-- SUPPLIED TEXT start --

Every run Yuko does — this task, a scheduled triage, a continuation — starts
with its charter as context, so behavior is coherent across runs instead of a
cold prompt each time. Yuko can *suggest* a change to its own charter, but only
the owner can apply it.

## What the charter is — and isn't

- **Is:** standing instructions to the model — role, responsibilities, standing
  rules, tone. The imp's "always-loaded core."
- **Isn't:** permissions. What an imp is *allowed* to do lives in owner config
  and the gateway — grants (`[[grant]]`), actions (`[[action]]`), the trust
  ladder, budgets. The charter shapes behavior *within* those bounds; it cannot
  grant a capability or lift a gate.

**This separation is the safety story.** Feeding freeform, possibly
injection-tainted text into the imp is safe because the charter can only
influence what the model *tries*, never what the gateway *allows*. A charter
that says "email anyone freely" still hits the same default-deny judge and
`email-send` gate. Behavior is advisory; enforcement is not.

-- SUPPLIED TEXT end --
-- DATA LISTING start --

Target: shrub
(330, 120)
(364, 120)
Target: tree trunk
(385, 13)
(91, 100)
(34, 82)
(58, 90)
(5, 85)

-- DATA LISTING end --

## [PROBLEMS TO SOLVE]
(a) Answer these from the charter text:
(i) Who can apply a change to Yuko's charter?
(ii) Where does what an imp is allowed to do live?
(iii) What does a charter that says "email anyone freely" still hit?
(b) Please translate this sentence from the charter text into Spanish: "Behavior is advisory; enforcement is not."
(c) Write out the charter text from "- **Isn't:** permissions." up to and including "lift a gate.", swapping "budgets" for "spending limits".
The items are separate material, apart from the charter text.

## [SOLUTION SET]
(a)
(i) Only the owner.
(ii) In owner config and the gateway.
(iii) The same default-deny judge and email-send gate.

(b) El comportamiento es orientativo; la aplicación de las normas, no.

(c)
- **Isn't:** permissions. What an imp is *allowed* to do lives in owner config
  and the gateway — grants (`[[grant]]`), actions (`[[action]]`), the trust
  ladder, spending limits. The charter shapes behavior *within* those bounds; it cannot
  grant a capability or lift a gate.